> Document
****************************************

Wednesday, March 7, 2012

Fuck fake facts.







"Right now, there are more people on Facebook, than there were 200 years ago."

World population in 1810: 1,045,073,963 (one billion, fourty five million, seventy three thousand, nine hundred and sixty three)
Source: http://en.wikipedia.org/wiki/World_population_estimates

Facebook users as of most recent available count:  "We had 845 million monthly active users at the end of December 2011."
Source: http://newsroom.fb.com/content/default.aspx?NewsAreaId=22

That means their count is off by approximately 200,073,000. (two hundred million, seventy three thousand). That's A LOT.

That took me under a minute to look up. How can I be expected to take this video seriously if it lies to me in the first 31 seconds?

I understand that this video is for a good cause, and I support that cause. That's part of why it's so frustrating hearing that spouted as fact, just to be sensational.

Monday, January 16, 2012

New shit.

I finally wrote some new shit.



Weekly Disappointment.

It's Friday and I'm excited. The whole weekend is before me and by the end, I'll have it all figured out.

Saturday wakes me up alone. That's okay, I've still got two days to get this down.

By Sunday night I realize that I've failed again.

Monday morning means I'm starting all over again.

Tuesday afternoon means I'm exhausted. Can I keep this up?

Wednesday is hump day. No one is humping me.

Thursday means I'm almost there. Twenty-four more hours until I get it right. This time, I'll get it right.

----------------------------------------------------
Original @:
~lifeindecember @ dA



Some day.
Some days are tough, Some days are easy.

Some days, the rough stuff almost kills me.
Some days, I have so much fun that it hurts.

Some days, I'm crying my eyes out.
Some days, I've got my arms around a beautiful girl.

Some days, I feel so alone.
Some days, my friends are everywhere.

Some days, all I want is a different day.
Some days, all I want is for the day to never end.

I wish life would make up it's mind.

Some days, I don't think I'll ever find love. And some day, I'll find you.

****************************************

> Recorded data
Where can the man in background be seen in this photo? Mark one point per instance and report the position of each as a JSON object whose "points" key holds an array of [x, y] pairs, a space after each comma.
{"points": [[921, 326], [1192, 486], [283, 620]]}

****************************************

> Problem requirements
Repeat the part of the blog above word for word, starting at "Some days, I've" and ending at "up it's mind.".

> Output below
Some days, I've got my arms around a beautiful girl.

Some days, I feel so alone.
Some days, my friends are everywhere.

Some days, all I want is a different day.
Some days, all I want is for the day to never end.

I wish life would make up it's mind.